Render the records from the line containing "Task: locate the shirt" through the line containing "[(315, 90), (69, 83), (199, 112)]" as a Markdown table with the columns Row and Text, one numbered row per line. Skip blank lines and leave the pictures out.

» **Data lines**:
===============

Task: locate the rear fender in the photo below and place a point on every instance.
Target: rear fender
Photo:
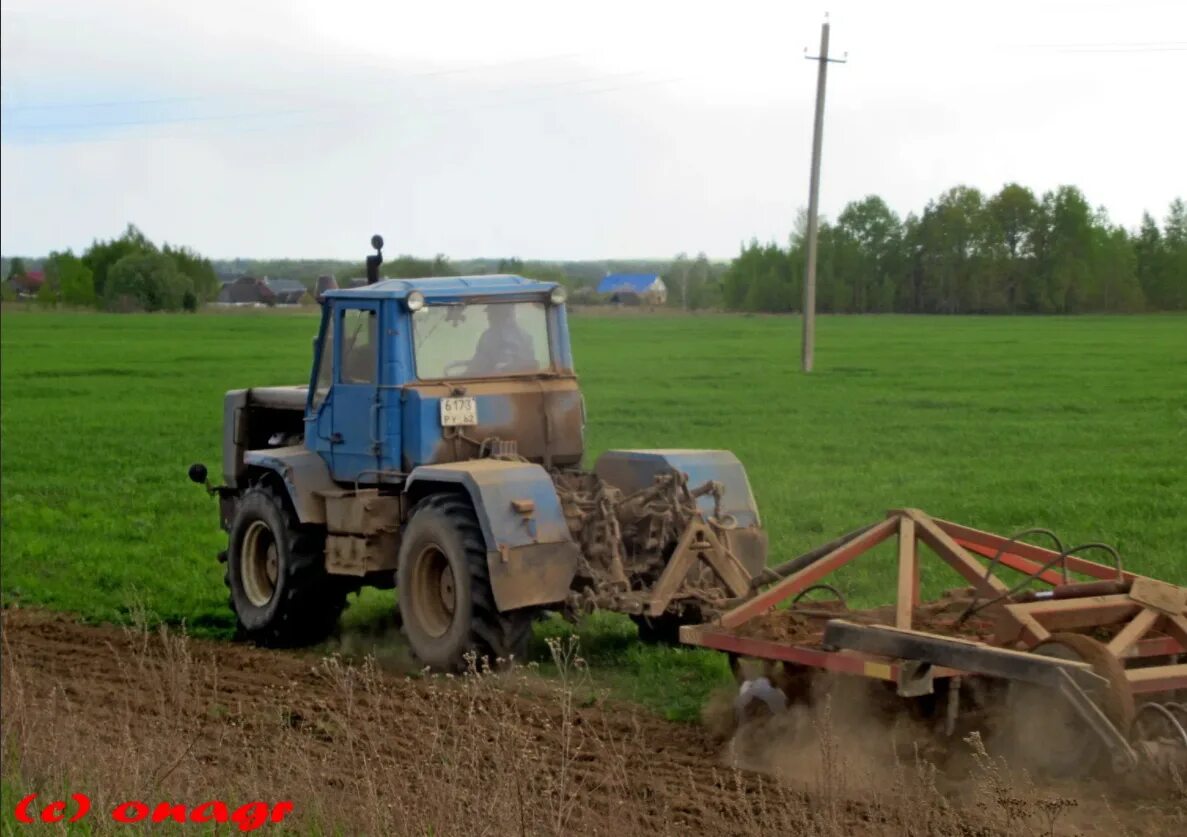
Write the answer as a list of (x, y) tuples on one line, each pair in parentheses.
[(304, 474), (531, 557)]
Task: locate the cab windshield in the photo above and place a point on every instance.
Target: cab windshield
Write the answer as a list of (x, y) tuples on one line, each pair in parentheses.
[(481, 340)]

===============

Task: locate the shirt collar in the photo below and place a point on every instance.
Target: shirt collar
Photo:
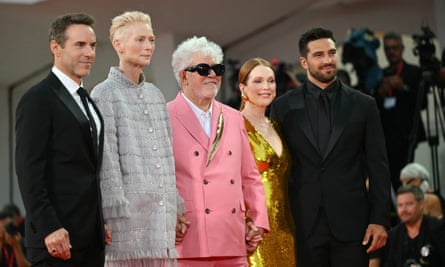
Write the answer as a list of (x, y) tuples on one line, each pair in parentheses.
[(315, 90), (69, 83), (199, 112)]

===============

» **Full solution**:
| Row | Text |
|---|---|
| 1 | Task: locate the shirt collar in the photo below and place a point on every instance. |
| 2 | Target: shirt collar |
| 3 | Photo: |
| 4 | Write the answer as a list of (x, y) tuples on one line, each pair in parentheses. |
| 5 | [(315, 90), (69, 83), (199, 112)] |